> [TASK INSTRUCTIONS]:
In the records below, locate the line containing "trunk in the image.", then extract it and all following lines exactly, ending with the last line.

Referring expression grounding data
◆ ◆ ◆

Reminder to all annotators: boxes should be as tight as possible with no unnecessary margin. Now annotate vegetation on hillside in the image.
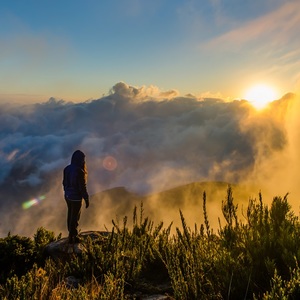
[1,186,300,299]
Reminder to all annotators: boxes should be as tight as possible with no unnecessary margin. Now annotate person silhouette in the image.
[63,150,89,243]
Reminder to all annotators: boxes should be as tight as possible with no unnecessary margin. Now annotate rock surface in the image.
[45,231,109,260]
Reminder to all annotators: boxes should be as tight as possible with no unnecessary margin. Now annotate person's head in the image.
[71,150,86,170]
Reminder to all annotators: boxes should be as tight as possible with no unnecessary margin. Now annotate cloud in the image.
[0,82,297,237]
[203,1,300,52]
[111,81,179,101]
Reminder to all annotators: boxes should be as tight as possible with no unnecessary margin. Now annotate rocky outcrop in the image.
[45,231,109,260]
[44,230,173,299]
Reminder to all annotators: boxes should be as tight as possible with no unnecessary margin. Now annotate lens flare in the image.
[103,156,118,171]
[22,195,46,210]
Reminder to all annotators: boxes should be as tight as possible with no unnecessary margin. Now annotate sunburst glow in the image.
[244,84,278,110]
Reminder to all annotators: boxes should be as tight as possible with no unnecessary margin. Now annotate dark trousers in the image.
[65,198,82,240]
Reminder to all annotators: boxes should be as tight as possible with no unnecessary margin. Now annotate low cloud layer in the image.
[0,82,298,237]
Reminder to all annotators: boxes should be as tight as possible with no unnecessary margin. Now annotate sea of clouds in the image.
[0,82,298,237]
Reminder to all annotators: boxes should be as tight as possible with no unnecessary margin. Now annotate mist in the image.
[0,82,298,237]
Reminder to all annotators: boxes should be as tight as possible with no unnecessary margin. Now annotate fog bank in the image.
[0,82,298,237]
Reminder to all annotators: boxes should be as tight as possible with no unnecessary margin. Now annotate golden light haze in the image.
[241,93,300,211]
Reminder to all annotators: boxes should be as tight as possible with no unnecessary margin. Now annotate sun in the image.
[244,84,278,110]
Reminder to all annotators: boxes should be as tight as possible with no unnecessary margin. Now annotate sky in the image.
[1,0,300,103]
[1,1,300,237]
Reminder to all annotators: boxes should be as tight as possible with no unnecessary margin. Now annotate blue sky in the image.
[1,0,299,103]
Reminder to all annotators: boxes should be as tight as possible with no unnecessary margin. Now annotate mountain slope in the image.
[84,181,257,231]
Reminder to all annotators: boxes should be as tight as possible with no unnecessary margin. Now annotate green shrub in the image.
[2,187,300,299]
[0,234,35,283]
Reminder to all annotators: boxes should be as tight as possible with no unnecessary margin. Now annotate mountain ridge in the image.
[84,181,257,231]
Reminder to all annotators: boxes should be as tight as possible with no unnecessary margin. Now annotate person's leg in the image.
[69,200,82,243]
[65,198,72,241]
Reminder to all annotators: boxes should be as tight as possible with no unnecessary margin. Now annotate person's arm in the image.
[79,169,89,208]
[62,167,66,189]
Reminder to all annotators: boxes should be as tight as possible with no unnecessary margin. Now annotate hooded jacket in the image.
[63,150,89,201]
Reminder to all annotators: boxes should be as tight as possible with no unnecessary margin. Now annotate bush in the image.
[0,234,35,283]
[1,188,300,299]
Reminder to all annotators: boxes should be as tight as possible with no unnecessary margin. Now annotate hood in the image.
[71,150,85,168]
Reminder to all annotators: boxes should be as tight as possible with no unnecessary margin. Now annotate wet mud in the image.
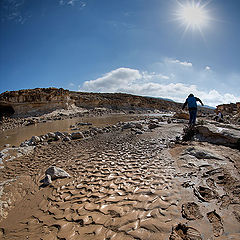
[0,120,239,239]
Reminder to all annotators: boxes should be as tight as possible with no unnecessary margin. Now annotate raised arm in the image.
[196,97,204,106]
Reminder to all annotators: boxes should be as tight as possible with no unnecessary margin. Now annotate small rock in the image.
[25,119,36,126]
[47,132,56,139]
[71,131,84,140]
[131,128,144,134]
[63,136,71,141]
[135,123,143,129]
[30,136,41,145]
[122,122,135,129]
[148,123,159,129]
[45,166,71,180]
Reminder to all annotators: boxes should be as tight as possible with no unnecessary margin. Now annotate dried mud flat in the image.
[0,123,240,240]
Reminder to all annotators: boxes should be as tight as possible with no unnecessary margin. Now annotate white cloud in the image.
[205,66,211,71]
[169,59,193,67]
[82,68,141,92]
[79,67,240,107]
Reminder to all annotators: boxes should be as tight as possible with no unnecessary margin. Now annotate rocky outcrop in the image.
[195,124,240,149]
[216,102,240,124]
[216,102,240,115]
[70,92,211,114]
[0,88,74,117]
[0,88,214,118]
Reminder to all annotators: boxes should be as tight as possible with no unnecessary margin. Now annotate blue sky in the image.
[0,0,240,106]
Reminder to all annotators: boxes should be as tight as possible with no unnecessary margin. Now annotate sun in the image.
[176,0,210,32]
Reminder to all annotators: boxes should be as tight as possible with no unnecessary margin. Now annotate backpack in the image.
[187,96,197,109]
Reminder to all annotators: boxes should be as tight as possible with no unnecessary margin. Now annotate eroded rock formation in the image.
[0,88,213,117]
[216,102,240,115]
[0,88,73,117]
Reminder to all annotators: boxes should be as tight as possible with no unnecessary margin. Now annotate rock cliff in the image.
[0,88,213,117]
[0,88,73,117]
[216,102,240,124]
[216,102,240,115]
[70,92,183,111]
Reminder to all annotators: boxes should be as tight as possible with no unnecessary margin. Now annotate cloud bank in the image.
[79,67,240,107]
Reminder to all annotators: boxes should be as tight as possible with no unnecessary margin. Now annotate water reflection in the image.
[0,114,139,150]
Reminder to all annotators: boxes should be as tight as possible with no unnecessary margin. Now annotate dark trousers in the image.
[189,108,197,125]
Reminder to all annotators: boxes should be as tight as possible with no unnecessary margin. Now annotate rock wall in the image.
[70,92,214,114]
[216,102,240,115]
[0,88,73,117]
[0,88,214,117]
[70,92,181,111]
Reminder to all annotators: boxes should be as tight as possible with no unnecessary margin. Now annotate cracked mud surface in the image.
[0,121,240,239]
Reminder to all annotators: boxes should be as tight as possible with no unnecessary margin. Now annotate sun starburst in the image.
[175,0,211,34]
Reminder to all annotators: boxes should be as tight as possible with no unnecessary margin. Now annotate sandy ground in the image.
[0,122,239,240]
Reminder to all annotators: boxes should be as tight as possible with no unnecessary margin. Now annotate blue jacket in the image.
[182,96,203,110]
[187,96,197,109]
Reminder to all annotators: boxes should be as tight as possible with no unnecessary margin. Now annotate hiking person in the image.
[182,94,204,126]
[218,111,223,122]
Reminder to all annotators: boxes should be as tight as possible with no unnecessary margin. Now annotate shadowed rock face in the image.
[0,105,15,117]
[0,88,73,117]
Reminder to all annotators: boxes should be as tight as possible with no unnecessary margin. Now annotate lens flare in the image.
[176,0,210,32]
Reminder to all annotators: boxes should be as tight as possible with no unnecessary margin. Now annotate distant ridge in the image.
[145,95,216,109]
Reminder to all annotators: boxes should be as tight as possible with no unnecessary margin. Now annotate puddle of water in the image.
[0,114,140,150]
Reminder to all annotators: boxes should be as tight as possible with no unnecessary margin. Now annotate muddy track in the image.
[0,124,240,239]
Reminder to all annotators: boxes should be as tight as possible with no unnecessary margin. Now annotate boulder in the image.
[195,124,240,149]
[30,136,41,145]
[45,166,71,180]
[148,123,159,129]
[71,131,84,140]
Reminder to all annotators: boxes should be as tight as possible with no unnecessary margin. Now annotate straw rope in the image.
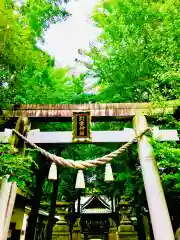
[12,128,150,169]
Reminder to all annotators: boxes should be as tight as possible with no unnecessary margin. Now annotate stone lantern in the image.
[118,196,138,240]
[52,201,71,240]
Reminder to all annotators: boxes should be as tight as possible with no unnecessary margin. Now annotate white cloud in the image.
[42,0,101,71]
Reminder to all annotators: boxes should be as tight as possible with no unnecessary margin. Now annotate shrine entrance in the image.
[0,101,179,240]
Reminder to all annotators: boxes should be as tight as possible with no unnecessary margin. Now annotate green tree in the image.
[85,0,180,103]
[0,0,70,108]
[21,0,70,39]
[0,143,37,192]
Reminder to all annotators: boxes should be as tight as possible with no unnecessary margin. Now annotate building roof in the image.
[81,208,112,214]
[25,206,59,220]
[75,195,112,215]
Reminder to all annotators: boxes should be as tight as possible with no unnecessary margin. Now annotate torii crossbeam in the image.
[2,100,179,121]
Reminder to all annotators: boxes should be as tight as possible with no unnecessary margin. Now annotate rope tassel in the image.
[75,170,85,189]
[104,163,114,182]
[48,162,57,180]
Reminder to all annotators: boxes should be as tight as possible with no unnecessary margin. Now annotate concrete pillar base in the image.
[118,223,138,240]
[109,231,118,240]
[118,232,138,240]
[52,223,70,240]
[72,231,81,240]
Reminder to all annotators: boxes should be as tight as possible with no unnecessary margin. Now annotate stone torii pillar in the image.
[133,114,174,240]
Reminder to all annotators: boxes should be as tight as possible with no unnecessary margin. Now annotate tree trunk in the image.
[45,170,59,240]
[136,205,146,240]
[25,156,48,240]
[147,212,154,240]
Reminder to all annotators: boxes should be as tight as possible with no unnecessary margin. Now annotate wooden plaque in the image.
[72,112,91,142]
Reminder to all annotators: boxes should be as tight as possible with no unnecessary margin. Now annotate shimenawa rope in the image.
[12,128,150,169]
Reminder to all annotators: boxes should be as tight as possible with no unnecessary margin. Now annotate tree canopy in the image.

◆ ◆ ◆

> [WRITTEN ANSWER]:
Reminder to all annotators: boxes should be as tight as possible with no unnecessary margin. Now annotate tree trunk in the image.
[45,170,59,240]
[136,205,146,240]
[25,156,48,240]
[147,212,154,240]
Reminder to all annotators: boxes should be as tight as possible with no unnecessary margin. Now annotate wooden plaque in the image.
[72,112,91,142]
Reminder to all annotators: boxes should be as tight as possible with no unnecessary margin. Now annotate shimenawa rope in the image.
[12,128,150,169]
Reminder to all annotators: boxes should be as tight as possible with no unnecessary margin. Now annotate tree canopy in the image.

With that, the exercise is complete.